- **BRIEF**
Below are some records; repeat them all exactly, minus the pictures.

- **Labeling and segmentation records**
>> begin

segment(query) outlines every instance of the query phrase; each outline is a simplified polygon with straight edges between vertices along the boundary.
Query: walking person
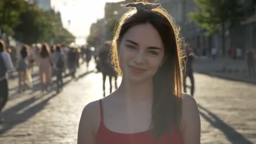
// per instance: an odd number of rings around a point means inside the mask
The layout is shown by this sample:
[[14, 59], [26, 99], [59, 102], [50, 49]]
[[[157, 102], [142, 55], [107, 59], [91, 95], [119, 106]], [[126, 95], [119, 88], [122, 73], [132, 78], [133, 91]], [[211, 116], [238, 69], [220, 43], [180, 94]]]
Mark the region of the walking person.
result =
[[200, 143], [197, 104], [181, 93], [181, 39], [160, 5], [125, 5], [111, 56], [121, 84], [85, 107], [78, 144]]
[[88, 68], [89, 67], [89, 64], [90, 61], [91, 59], [92, 51], [89, 49], [89, 47], [87, 47], [85, 49], [85, 61], [86, 62], [86, 71], [88, 72]]
[[184, 49], [185, 51], [185, 69], [183, 69], [183, 88], [184, 92], [187, 93], [187, 83], [186, 79], [187, 77], [188, 77], [190, 80], [191, 85], [190, 86], [190, 94], [191, 96], [194, 96], [194, 92], [195, 91], [195, 79], [193, 73], [194, 70], [193, 70], [192, 64], [194, 61], [197, 60], [198, 57], [192, 52], [192, 49], [188, 45], [188, 44], [184, 44]]
[[59, 92], [59, 90], [62, 90], [63, 87], [62, 72], [65, 66], [65, 58], [60, 45], [56, 45], [56, 51], [53, 54], [53, 68], [57, 78], [57, 92]]
[[75, 78], [76, 70], [76, 54], [75, 48], [70, 48], [67, 53], [67, 62], [69, 74], [72, 77]]
[[256, 76], [254, 56], [252, 49], [250, 49], [247, 53], [246, 53], [246, 58], [247, 65], [248, 66], [248, 70], [250, 75]]
[[5, 43], [0, 40], [0, 122], [4, 120], [2, 112], [8, 99], [7, 72], [13, 67], [11, 56], [6, 51]]
[[42, 44], [37, 59], [41, 80], [41, 91], [48, 91], [52, 83], [52, 67], [53, 64], [51, 51], [46, 43]]
[[27, 72], [29, 68], [28, 61], [27, 59], [28, 56], [28, 48], [27, 45], [21, 48], [20, 51], [21, 58], [18, 60], [16, 66], [19, 77], [19, 93], [25, 91], [26, 89]]

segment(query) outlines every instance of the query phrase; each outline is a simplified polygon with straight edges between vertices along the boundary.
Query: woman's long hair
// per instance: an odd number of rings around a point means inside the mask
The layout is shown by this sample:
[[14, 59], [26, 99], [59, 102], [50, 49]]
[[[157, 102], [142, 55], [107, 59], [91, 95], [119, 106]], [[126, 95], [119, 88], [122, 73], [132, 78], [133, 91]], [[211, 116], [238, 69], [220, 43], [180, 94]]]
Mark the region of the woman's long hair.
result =
[[149, 23], [157, 30], [164, 46], [164, 62], [153, 77], [154, 97], [150, 128], [157, 139], [181, 126], [182, 58], [179, 29], [161, 7], [138, 12], [132, 8], [116, 26], [111, 49], [112, 64], [119, 75], [118, 48], [124, 34], [133, 27]]

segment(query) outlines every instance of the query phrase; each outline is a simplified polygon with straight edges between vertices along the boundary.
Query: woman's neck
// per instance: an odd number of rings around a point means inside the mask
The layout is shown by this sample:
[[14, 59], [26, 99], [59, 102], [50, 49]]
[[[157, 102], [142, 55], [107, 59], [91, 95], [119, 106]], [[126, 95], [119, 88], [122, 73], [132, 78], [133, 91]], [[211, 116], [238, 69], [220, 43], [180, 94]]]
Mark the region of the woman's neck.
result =
[[143, 102], [152, 101], [153, 89], [152, 80], [135, 83], [125, 80], [123, 77], [117, 92], [118, 95], [124, 97], [127, 101]]

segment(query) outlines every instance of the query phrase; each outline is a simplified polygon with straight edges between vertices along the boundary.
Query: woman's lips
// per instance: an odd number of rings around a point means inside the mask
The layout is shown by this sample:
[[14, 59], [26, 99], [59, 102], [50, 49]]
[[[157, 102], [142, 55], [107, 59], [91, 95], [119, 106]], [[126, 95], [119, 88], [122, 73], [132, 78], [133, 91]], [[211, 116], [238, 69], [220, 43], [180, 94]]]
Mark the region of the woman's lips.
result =
[[139, 67], [131, 66], [128, 66], [128, 67], [131, 69], [133, 72], [137, 74], [142, 73], [146, 71], [146, 69]]

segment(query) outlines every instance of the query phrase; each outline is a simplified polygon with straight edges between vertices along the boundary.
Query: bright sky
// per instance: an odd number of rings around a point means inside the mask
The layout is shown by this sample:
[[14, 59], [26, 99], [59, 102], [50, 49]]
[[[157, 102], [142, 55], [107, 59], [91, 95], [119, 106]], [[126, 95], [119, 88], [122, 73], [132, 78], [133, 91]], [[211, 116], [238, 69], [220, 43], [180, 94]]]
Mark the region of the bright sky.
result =
[[[76, 37], [77, 44], [83, 44], [92, 23], [104, 17], [106, 2], [122, 0], [51, 0], [51, 5], [60, 12], [64, 27]], [[70, 25], [68, 21], [71, 21]]]

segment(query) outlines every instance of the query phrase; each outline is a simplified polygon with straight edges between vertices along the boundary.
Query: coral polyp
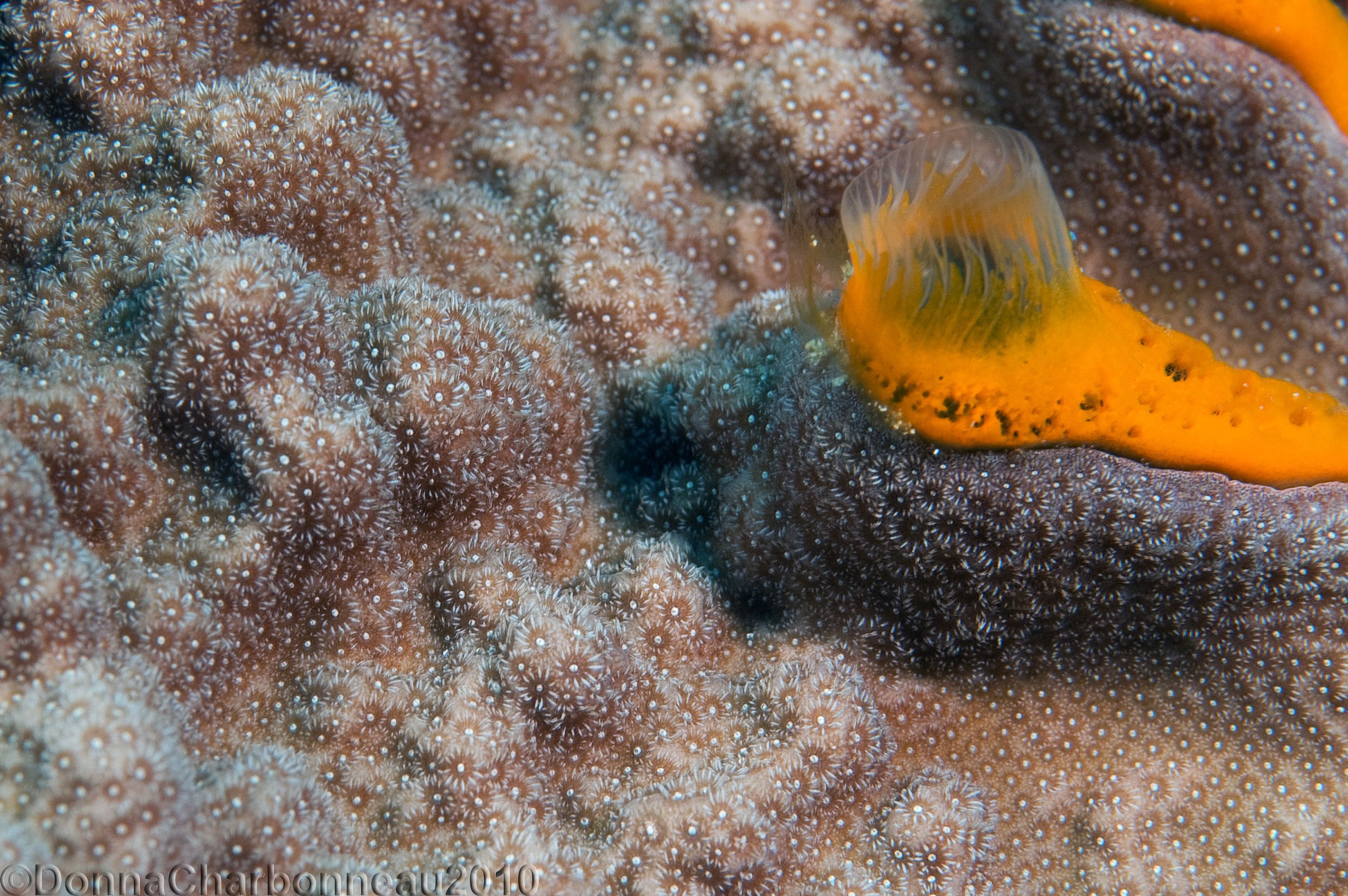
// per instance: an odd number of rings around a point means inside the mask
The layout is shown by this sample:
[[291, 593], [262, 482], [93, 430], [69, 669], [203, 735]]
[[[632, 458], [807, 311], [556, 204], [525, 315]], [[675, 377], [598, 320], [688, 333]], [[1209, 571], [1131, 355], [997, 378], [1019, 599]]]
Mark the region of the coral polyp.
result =
[[931, 360], [1080, 264], [1348, 397], [1348, 141], [1132, 4], [0, 3], [0, 884], [1348, 895], [1348, 485], [953, 450], [798, 329], [783, 183], [979, 123]]
[[1081, 274], [1024, 135], [918, 137], [848, 186], [842, 224], [842, 341], [922, 435], [1093, 445], [1281, 486], [1348, 478], [1348, 408], [1221, 362]]

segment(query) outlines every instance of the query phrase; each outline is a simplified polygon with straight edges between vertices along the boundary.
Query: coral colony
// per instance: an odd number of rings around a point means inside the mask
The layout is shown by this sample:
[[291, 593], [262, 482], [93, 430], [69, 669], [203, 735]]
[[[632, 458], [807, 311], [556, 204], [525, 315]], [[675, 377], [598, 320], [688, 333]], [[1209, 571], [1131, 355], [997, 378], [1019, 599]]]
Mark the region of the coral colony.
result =
[[1348, 47], [1158, 5], [0, 9], [0, 885], [1348, 893]]

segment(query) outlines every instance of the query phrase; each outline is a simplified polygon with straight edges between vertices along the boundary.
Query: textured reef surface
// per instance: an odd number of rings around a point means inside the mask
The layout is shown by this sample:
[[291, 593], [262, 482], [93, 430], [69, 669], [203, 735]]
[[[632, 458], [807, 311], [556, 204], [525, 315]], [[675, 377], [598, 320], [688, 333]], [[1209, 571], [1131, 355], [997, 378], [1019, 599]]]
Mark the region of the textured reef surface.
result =
[[968, 121], [1348, 399], [1348, 141], [1072, 0], [0, 11], [0, 860], [1348, 893], [1348, 486], [895, 428], [790, 313]]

>> end

- **REPLY TO THE EXERCISE**
segment(query) outlines every instance of the query phrase; each outline is a simplified polygon with straight edges between vertices along the boundary.
Query: walking person
// per instance: an odd number of rings around a point means inside the mask
The layout is shown by this sample:
[[14, 59], [26, 99], [59, 102], [50, 49]]
[[[157, 102], [142, 55], [107, 59], [91, 95], [119, 106]], [[126, 95], [119, 88], [122, 73], [132, 78], [133, 91]], [[211, 116], [238, 69], [220, 43], [180, 94]]]
Mark the region of the walking person.
result =
[[200, 143], [197, 104], [181, 93], [181, 39], [160, 5], [125, 5], [111, 56], [121, 84], [85, 107], [78, 144]]
[[88, 68], [89, 67], [89, 64], [90, 61], [91, 59], [92, 51], [89, 49], [89, 47], [87, 47], [85, 49], [85, 61], [86, 62], [86, 71], [88, 72]]
[[184, 49], [185, 51], [185, 69], [183, 69], [183, 88], [184, 92], [187, 93], [187, 83], [186, 79], [187, 77], [188, 77], [190, 80], [191, 85], [190, 86], [190, 94], [191, 96], [194, 96], [194, 92], [195, 91], [195, 79], [193, 73], [194, 70], [193, 70], [192, 64], [194, 61], [197, 60], [198, 57], [192, 52], [192, 49], [188, 45], [188, 44], [184, 44]]
[[59, 92], [59, 90], [62, 90], [63, 87], [62, 72], [65, 66], [65, 58], [60, 45], [56, 45], [56, 51], [53, 54], [53, 68], [57, 78], [57, 92]]
[[75, 78], [76, 70], [76, 54], [75, 48], [70, 48], [67, 53], [67, 62], [69, 74], [72, 77]]
[[256, 76], [254, 56], [252, 49], [250, 49], [247, 53], [246, 53], [246, 58], [247, 65], [248, 66], [248, 70], [250, 75]]
[[5, 43], [0, 40], [0, 122], [4, 120], [2, 112], [8, 99], [7, 72], [13, 67], [11, 56], [6, 51]]
[[42, 44], [37, 59], [41, 80], [41, 91], [48, 91], [52, 83], [52, 67], [53, 64], [51, 51], [46, 43]]
[[27, 72], [29, 68], [28, 61], [27, 59], [28, 56], [28, 48], [27, 45], [21, 48], [20, 51], [21, 58], [18, 60], [16, 66], [19, 77], [19, 93], [25, 91], [26, 89]]

segment(query) outlines every instance of the query phrase; each outline is a simplified polygon with straight edges between vertices along the boundary.
Query: woman's long hair
// per instance: an odd number of rings around a point means inside the mask
The layout is shown by this sample:
[[14, 59], [26, 99], [59, 102], [50, 49]]
[[[157, 102], [142, 55], [107, 59], [91, 95], [119, 106]], [[126, 95], [119, 88], [122, 73], [132, 78], [133, 91]], [[211, 116], [238, 69], [220, 43], [180, 94]]]
Mark the region of the woman's long hair.
result =
[[149, 23], [157, 30], [164, 46], [164, 62], [153, 77], [154, 97], [150, 128], [157, 139], [181, 126], [182, 58], [179, 29], [161, 7], [138, 12], [132, 8], [116, 26], [111, 49], [112, 64], [119, 75], [118, 48], [124, 34], [133, 27]]

segment(query) outlines every instance of the query phrase; each outline is a simplified polygon with straight edges between vertices along the boundary.
Query: woman's neck
// per instance: an odd number of rings around a point means inside the mask
The layout is shown by this sample:
[[14, 59], [26, 99], [59, 102], [50, 49]]
[[[157, 102], [142, 55], [107, 59], [91, 95], [119, 106]], [[126, 95], [119, 88], [122, 73], [132, 78], [133, 91]], [[211, 116], [238, 69], [220, 43], [180, 94]]]
Mark the region of the woman's neck.
result =
[[143, 102], [152, 101], [153, 89], [152, 80], [135, 83], [125, 80], [123, 77], [117, 92], [118, 95], [124, 97], [127, 101]]

segment(query) outlines every instance of the query phrase; each outline is a simplified polygon with straight edges between vertices along the boundary.
Query: woman's lips
// per instance: an odd number of rings around a point means inside the mask
The layout is shown by this sample:
[[14, 59], [26, 99], [59, 102], [50, 49]]
[[[157, 102], [142, 55], [107, 59], [91, 95], [119, 106]], [[126, 95], [119, 88], [122, 73], [132, 78], [133, 91]], [[211, 116], [238, 69], [220, 43], [180, 94]]]
Mark the region of the woman's lips.
result =
[[139, 67], [131, 66], [128, 66], [128, 67], [131, 69], [133, 72], [137, 74], [142, 73], [146, 71], [146, 69]]

segment(query) outlines every instance of the query phrase; each outline is a simplified polygon with straight edges between vertices along the boundary.
Query: bright sky
// per instance: an odd number of rings around a point means inside the mask
The layout is shown by this sample:
[[14, 59], [26, 99], [59, 102], [50, 49]]
[[[157, 102], [142, 55], [107, 59], [91, 95], [119, 106]], [[126, 95], [119, 88], [122, 73], [132, 78], [133, 91]], [[211, 116], [238, 69], [220, 43], [180, 94]]]
Mark the region of the bright sky.
result =
[[[76, 37], [77, 44], [83, 44], [92, 23], [104, 17], [106, 2], [122, 0], [51, 0], [51, 5], [60, 12], [64, 27]], [[70, 25], [68, 21], [71, 21]]]

segment(query) outlines every instance of the query phrase; each outline is a simplified polygon with straight edges between vertices along the boundary.
Query: coral polyp
// per instance: an odd number of rings around a point means inside the mask
The layout is shown by this sample:
[[291, 593], [262, 482], [93, 430], [69, 669], [203, 735]]
[[[632, 458], [807, 311], [556, 204], [525, 315]], [[675, 377], [598, 320], [688, 333]], [[1209, 571], [1131, 355], [997, 378], [1019, 599]]]
Mark the region of the coral polyp.
result =
[[931, 360], [1080, 264], [1348, 397], [1348, 141], [1132, 4], [0, 3], [0, 884], [1348, 895], [1348, 485], [953, 450], [798, 329], [783, 183], [979, 123]]
[[1081, 274], [1024, 135], [918, 137], [848, 186], [842, 224], [842, 341], [922, 435], [1093, 445], [1281, 486], [1348, 478], [1348, 408], [1221, 362]]

segment(query) outlines every instance of the query phrase; each outline is a simplified polygon with straight edges between vertices along the boundary.
Query: coral colony
// per instance: an odd number of rings around a point means inside the mask
The layout is shown by this sample:
[[291, 593], [262, 482], [93, 430], [69, 669], [203, 735]]
[[[632, 458], [807, 311], [556, 204], [525, 315]], [[675, 377], [598, 320], [688, 333]], [[1209, 571], [1131, 355], [997, 378], [1019, 599]]]
Mark the region of the coral colony.
result =
[[1348, 47], [1158, 5], [0, 9], [0, 885], [1348, 893]]

segment(query) outlines every instance of the query phrase; each outline is a simplified polygon with straight edges between vertices along the boundary.
Query: textured reef surface
// per instance: an odd number of rings around a point means inside the mask
The layout is shown by this sample:
[[291, 593], [262, 482], [93, 430], [69, 669], [203, 735]]
[[[632, 458], [807, 311], [556, 204], [525, 315]], [[675, 377], [598, 320], [688, 333]], [[1209, 571], [1131, 355], [997, 378], [1019, 599]]]
Mark the region of the textured reef surface.
result =
[[968, 121], [1348, 399], [1348, 141], [1072, 0], [0, 11], [0, 860], [1348, 893], [1348, 486], [895, 428], [790, 313]]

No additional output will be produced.